Can you reproduce, word for word, the lines of the records below between the line holding "Game engine object recognition — detect tennis player" and the line holding "86, 123, 228, 191", both included, and nothing else?

[Start of Information supplied]

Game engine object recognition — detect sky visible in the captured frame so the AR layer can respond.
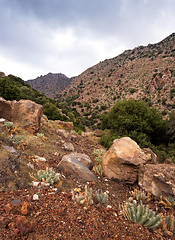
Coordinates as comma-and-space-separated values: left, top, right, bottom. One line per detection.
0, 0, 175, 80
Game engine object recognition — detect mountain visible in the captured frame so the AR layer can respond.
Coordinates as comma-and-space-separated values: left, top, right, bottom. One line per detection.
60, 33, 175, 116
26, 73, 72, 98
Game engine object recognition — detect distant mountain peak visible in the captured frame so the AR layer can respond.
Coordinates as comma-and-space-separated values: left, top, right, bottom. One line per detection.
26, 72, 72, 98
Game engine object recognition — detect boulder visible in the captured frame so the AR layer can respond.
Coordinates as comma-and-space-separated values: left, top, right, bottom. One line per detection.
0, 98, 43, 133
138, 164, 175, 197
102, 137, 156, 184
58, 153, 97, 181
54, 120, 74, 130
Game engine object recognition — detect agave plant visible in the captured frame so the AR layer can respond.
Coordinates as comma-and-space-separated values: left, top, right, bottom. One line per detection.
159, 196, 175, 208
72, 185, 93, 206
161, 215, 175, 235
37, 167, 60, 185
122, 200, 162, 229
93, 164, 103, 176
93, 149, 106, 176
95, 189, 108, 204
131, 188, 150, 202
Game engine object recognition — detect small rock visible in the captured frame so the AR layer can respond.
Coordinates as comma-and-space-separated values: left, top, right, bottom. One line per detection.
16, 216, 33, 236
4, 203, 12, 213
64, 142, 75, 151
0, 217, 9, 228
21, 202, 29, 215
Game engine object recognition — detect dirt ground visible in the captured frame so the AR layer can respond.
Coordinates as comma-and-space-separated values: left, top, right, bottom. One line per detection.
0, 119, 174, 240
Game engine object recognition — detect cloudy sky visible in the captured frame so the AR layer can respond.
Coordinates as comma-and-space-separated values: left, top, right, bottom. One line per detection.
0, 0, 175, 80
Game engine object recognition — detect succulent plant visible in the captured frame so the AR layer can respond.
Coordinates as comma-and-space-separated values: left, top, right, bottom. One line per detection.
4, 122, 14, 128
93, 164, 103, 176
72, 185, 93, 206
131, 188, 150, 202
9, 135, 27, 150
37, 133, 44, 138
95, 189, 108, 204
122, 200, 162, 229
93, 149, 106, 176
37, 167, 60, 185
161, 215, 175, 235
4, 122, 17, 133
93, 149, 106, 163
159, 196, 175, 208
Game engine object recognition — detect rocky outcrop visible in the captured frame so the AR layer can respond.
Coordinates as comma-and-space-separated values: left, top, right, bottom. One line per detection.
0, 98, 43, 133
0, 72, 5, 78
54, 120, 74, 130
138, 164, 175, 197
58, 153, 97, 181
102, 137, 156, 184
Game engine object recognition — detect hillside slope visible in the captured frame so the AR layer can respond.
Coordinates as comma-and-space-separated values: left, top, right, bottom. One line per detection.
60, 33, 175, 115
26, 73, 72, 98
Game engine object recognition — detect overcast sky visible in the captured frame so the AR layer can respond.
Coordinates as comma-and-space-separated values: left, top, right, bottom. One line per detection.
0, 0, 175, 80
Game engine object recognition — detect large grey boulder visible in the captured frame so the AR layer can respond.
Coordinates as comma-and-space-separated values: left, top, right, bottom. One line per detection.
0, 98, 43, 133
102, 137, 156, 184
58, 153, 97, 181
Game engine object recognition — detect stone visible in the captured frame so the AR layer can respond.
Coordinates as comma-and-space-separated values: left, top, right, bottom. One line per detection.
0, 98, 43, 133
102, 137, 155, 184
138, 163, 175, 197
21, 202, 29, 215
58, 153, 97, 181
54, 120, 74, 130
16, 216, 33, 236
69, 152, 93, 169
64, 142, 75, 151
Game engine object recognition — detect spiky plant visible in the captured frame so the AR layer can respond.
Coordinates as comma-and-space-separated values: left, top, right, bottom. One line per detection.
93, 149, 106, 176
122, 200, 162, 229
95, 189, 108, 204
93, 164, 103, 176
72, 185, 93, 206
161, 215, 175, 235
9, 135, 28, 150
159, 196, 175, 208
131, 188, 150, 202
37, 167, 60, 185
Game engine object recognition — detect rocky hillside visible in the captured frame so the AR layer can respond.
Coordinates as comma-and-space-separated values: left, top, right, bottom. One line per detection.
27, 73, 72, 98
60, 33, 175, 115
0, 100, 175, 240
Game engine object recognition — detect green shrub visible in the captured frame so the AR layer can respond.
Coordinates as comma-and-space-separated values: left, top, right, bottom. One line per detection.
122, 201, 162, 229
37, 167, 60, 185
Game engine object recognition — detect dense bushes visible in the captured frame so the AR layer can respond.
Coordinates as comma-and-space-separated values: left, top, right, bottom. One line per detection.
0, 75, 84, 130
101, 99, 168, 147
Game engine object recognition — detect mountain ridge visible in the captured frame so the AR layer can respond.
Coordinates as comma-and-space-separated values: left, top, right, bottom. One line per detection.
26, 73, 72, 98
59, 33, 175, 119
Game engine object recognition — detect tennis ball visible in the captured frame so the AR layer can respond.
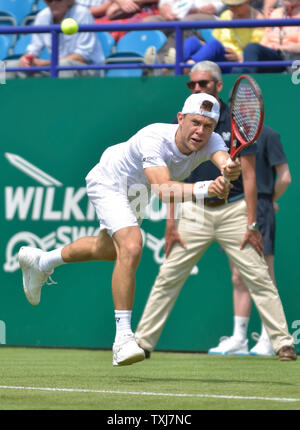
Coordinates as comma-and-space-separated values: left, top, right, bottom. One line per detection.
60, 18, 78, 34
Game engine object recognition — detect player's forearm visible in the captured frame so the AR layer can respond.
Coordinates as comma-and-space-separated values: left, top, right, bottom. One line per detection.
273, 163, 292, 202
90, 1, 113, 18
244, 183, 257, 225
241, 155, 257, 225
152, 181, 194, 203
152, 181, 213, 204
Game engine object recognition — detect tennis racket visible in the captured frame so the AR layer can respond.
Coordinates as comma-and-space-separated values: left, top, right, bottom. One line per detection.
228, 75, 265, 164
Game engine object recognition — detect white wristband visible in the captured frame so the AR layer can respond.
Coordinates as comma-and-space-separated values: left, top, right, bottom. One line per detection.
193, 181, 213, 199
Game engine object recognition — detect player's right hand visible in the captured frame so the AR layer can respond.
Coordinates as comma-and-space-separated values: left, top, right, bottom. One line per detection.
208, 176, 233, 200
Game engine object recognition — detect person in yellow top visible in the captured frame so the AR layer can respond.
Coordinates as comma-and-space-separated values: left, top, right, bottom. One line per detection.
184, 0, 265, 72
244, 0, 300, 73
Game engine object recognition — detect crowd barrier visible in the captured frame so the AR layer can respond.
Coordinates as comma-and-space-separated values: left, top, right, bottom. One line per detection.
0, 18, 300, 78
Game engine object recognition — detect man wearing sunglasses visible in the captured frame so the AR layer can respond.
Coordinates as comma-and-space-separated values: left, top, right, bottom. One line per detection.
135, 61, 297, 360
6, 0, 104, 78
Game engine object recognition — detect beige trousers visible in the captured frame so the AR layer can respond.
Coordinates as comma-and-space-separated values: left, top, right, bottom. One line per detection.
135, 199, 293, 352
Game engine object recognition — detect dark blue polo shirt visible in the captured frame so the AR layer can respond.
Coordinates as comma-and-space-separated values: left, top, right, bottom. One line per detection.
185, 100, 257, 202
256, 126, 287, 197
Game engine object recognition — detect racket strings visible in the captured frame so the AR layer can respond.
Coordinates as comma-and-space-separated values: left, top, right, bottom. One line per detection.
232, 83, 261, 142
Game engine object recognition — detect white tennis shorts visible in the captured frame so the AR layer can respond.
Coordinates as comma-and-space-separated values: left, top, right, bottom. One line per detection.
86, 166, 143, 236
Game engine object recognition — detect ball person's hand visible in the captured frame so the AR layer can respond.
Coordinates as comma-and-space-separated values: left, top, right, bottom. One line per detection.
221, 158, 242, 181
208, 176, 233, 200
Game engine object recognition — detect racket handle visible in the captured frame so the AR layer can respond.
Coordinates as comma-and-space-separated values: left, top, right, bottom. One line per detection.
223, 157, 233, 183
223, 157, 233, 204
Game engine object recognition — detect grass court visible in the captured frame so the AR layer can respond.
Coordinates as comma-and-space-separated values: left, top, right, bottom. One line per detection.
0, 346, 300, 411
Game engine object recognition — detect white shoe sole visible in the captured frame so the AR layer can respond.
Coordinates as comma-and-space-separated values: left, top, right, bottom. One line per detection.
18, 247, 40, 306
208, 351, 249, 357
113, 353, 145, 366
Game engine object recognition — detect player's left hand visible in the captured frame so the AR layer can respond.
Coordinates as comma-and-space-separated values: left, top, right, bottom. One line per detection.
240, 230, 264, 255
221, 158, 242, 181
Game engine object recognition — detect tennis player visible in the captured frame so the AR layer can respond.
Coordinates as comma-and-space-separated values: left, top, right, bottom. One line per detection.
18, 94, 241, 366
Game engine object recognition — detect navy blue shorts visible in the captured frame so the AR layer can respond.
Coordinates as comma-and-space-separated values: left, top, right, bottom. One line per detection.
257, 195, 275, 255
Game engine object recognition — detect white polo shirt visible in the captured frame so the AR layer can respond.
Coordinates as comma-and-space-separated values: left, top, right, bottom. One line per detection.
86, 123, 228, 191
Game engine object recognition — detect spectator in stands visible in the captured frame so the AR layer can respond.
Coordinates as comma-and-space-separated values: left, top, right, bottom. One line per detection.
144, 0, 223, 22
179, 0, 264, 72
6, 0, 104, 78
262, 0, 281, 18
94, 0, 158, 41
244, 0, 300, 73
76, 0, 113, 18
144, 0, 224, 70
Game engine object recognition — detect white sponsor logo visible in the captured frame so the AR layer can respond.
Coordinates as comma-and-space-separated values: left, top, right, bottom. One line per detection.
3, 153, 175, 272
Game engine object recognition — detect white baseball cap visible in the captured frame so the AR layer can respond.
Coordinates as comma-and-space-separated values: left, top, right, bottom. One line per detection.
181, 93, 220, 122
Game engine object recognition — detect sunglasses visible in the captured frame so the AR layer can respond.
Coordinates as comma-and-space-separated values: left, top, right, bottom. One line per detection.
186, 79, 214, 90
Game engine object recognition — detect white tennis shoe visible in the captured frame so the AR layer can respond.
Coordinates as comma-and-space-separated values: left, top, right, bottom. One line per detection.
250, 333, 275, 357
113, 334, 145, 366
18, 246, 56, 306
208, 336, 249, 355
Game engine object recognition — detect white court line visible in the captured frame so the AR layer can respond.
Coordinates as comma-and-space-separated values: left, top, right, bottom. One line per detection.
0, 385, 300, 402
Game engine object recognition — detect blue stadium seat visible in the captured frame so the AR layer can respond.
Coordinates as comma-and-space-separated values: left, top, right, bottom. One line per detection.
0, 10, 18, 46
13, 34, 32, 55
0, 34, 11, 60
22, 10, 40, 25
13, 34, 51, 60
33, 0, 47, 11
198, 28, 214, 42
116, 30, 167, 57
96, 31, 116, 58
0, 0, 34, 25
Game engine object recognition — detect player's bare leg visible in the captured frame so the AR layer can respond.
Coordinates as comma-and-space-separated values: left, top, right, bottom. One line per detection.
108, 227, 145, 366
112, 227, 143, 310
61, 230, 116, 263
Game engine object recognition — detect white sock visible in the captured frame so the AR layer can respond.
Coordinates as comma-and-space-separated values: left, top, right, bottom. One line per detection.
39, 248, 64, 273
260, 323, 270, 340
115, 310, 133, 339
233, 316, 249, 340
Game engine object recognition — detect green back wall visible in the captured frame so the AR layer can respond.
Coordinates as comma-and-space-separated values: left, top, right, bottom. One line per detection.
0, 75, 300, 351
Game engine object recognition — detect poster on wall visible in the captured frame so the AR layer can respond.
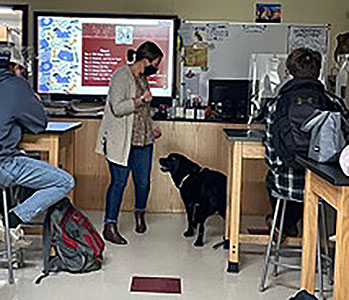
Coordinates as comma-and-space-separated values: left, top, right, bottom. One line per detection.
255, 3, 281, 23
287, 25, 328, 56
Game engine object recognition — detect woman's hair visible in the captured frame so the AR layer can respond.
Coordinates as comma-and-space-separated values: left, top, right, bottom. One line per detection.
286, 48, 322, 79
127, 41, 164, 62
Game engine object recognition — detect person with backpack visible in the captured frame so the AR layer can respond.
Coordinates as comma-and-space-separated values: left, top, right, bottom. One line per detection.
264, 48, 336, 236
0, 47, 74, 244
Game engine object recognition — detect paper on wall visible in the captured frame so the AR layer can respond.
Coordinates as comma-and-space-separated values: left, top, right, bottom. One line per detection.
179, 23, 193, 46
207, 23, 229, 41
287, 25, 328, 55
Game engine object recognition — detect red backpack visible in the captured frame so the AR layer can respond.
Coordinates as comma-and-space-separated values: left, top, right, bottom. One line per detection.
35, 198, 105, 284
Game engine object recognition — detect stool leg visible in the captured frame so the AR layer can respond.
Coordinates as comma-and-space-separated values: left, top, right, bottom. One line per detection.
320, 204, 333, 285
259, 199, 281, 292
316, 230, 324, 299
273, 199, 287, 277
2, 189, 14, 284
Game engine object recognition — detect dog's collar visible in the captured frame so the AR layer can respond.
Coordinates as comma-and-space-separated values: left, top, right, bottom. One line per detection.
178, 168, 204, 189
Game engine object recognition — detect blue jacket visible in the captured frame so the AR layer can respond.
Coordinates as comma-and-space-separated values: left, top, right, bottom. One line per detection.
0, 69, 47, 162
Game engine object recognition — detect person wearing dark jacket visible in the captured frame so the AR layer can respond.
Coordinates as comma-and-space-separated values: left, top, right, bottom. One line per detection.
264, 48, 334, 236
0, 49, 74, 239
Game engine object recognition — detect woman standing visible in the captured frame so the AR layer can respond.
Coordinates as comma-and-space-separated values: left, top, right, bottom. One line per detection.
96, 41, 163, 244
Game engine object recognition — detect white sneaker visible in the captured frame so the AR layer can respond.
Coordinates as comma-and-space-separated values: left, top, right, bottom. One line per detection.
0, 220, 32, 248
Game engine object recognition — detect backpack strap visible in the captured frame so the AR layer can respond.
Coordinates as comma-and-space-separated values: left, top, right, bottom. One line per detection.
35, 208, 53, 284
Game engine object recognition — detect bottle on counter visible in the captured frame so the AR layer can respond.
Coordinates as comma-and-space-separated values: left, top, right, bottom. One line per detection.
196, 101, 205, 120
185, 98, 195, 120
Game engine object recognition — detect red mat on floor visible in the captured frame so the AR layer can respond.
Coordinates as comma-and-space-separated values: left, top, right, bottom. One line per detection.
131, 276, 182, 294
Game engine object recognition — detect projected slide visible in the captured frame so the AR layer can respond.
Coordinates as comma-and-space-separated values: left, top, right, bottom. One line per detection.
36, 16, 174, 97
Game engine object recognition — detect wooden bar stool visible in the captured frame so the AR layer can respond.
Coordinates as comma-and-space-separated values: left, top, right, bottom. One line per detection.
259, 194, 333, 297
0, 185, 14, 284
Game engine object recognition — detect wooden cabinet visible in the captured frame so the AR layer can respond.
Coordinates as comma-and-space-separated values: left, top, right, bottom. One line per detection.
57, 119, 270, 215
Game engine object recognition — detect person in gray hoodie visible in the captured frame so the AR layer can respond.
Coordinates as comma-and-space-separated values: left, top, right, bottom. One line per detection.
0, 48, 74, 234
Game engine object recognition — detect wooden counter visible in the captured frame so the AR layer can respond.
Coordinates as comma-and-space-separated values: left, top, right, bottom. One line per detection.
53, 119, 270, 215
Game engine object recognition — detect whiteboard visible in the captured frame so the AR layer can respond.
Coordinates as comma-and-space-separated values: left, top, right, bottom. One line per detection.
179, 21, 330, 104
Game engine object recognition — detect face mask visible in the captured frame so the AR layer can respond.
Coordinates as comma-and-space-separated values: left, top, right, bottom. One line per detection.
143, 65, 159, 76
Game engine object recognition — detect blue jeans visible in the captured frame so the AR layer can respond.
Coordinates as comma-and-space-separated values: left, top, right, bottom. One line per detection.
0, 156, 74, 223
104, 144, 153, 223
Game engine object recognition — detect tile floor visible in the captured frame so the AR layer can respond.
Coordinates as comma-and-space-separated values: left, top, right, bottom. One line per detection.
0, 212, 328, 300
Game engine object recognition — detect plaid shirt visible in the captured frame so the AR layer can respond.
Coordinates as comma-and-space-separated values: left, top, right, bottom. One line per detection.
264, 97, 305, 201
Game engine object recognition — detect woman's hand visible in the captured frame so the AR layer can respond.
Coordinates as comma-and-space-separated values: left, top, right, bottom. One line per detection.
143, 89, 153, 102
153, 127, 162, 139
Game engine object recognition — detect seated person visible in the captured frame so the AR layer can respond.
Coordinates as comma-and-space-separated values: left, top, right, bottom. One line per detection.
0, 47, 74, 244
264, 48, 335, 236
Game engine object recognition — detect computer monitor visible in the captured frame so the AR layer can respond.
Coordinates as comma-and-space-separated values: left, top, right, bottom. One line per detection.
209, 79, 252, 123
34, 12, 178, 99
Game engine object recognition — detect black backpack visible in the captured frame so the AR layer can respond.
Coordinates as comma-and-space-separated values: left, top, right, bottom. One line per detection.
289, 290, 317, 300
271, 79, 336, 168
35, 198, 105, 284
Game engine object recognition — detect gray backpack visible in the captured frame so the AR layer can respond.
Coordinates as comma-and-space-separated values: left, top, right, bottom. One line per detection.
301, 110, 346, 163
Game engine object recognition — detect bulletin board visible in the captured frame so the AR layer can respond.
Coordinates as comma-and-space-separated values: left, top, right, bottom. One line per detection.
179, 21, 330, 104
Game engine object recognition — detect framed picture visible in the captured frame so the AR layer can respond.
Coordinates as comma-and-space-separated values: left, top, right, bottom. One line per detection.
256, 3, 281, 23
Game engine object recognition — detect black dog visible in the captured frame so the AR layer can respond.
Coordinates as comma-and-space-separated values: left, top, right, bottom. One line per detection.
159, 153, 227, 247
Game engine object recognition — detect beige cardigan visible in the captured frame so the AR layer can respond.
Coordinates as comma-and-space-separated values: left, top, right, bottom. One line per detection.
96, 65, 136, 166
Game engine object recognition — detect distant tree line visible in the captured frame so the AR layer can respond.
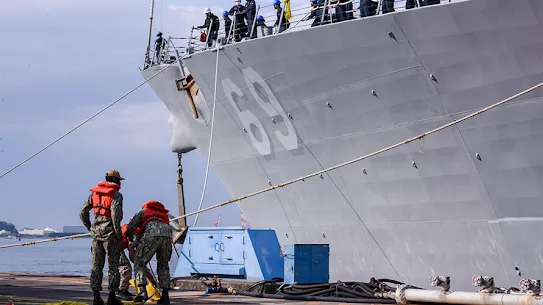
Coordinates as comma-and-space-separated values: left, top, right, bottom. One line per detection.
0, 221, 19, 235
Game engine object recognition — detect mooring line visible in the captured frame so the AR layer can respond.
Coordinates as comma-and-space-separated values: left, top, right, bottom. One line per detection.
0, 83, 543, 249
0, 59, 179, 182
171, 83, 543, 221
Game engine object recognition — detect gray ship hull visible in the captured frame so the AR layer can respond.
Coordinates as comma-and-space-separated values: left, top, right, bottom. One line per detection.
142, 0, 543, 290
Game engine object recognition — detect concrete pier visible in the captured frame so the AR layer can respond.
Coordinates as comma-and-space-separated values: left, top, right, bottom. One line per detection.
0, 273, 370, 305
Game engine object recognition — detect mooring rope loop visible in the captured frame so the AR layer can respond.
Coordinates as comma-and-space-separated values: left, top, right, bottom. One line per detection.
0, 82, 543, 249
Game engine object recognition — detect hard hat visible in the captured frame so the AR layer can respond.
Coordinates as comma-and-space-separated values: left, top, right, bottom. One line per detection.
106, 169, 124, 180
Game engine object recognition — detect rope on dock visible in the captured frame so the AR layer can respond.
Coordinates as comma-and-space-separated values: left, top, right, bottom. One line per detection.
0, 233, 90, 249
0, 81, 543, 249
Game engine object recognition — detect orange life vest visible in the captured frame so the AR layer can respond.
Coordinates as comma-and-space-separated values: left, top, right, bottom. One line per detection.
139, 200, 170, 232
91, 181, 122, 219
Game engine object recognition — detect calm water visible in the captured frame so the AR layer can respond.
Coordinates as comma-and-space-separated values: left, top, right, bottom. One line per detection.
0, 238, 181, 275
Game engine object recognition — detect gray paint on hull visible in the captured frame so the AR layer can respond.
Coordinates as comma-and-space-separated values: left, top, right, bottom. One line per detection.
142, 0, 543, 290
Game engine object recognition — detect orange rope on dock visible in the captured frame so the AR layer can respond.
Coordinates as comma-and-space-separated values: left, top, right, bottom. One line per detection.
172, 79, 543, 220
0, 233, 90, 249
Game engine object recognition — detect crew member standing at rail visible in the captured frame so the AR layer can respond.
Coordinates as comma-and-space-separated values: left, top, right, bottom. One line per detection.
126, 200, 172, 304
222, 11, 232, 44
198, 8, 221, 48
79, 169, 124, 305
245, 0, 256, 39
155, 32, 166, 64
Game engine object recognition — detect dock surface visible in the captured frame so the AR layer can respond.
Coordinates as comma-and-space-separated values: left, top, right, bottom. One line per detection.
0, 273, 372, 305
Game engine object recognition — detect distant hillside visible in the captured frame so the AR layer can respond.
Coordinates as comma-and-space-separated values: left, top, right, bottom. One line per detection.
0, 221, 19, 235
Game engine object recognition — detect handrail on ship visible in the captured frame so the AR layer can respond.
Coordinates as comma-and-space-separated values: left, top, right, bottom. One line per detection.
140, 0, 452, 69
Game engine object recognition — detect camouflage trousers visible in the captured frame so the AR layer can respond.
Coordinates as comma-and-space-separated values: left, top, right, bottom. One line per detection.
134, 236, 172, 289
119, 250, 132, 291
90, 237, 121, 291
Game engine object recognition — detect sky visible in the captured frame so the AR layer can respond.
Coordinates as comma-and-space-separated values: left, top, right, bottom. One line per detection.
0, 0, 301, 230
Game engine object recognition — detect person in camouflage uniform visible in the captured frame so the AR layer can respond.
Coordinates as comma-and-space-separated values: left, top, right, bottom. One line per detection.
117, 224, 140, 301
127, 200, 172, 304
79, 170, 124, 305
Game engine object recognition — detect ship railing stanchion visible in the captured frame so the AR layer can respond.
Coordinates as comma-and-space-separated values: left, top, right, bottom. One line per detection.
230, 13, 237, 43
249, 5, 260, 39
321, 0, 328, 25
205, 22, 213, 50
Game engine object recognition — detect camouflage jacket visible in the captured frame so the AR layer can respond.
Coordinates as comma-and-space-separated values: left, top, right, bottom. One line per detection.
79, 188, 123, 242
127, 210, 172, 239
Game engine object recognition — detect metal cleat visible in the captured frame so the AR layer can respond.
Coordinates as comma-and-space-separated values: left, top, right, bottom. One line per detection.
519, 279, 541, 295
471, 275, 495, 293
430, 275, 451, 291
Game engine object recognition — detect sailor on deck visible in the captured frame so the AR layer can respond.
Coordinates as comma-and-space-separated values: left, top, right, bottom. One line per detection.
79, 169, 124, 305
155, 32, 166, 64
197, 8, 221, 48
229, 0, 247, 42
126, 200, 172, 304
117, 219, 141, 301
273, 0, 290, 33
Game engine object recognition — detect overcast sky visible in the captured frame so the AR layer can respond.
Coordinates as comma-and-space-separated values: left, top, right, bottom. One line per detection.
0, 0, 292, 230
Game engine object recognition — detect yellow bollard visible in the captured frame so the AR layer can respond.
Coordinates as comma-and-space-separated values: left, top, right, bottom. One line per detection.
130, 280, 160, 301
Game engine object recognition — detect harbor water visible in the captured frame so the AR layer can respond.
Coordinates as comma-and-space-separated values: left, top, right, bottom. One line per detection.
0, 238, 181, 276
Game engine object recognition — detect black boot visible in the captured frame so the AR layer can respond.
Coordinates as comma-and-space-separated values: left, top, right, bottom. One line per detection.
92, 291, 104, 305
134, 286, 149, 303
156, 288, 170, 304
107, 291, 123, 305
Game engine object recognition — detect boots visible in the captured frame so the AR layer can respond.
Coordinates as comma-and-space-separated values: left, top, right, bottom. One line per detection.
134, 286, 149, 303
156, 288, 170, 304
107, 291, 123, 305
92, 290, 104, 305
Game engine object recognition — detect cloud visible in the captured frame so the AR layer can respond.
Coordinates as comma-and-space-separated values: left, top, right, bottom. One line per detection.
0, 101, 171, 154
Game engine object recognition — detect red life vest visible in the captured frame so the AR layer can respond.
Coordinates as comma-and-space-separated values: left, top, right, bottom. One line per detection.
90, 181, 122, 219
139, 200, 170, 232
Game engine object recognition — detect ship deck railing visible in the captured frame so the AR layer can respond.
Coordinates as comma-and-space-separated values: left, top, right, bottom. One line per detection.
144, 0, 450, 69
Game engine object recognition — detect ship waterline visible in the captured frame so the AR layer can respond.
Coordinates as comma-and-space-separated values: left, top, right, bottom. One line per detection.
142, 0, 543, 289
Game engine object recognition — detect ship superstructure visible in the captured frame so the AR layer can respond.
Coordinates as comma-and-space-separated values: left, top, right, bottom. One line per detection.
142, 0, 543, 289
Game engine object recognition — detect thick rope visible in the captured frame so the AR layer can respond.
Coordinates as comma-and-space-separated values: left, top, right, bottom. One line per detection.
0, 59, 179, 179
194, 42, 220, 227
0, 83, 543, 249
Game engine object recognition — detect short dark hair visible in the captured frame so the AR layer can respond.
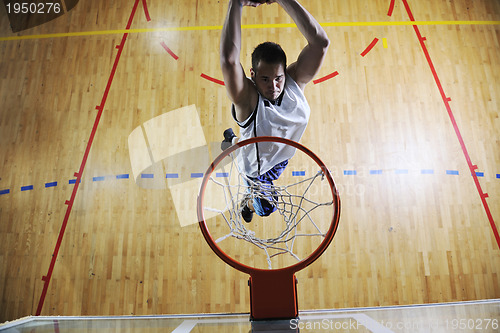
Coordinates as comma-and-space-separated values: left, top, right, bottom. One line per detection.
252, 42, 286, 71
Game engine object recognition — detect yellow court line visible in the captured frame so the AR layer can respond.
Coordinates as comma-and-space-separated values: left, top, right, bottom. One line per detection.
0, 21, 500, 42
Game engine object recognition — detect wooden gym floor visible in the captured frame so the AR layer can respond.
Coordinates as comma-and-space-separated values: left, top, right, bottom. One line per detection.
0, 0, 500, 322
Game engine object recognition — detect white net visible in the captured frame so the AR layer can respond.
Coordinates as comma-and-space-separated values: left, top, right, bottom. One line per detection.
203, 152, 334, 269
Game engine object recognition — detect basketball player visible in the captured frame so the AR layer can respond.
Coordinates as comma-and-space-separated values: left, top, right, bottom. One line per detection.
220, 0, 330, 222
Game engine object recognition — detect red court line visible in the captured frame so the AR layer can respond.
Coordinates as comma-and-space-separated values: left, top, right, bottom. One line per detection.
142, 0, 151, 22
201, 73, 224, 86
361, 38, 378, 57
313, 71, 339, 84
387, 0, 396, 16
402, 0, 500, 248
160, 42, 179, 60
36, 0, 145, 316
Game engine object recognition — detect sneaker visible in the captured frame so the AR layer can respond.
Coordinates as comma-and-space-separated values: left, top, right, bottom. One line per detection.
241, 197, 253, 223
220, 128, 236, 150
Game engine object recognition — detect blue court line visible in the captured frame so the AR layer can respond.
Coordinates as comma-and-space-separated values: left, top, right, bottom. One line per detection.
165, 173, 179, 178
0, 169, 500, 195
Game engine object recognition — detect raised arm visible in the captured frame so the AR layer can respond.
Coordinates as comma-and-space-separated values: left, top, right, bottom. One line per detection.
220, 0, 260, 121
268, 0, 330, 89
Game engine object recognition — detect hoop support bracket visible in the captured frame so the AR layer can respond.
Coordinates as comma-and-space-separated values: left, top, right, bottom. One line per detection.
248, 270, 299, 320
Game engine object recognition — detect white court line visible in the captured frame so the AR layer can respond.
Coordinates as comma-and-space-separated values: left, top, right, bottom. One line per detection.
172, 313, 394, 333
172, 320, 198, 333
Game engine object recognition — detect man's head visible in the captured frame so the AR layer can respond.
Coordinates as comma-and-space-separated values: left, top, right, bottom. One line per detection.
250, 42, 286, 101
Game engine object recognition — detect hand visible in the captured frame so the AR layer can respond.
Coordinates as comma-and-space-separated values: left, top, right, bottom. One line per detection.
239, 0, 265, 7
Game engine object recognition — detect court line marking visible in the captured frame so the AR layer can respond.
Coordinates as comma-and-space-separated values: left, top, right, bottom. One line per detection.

[End of Information supplied]

Finished exercise:
Game engine object recognition — detect tennis player visible in the captured frame so the AR layer can respond.
Coordinates as comma-and-space-separated values: left, top, right, bottom. One line per detection.
18, 94, 241, 366
Game engine object recognition — detect navy blue shorts visible in the captured frame so the AR layer can respond.
Coordinates as comma-and-space-separated values: left, top, right, bottom. One line per detection.
257, 195, 275, 255
Game engine object recognition — detect white polo shirt visible in the captured frame so the AR layer can respond.
Coordinates as comma-and-space-separated values: left, top, right, bottom. One line per detection.
86, 123, 228, 191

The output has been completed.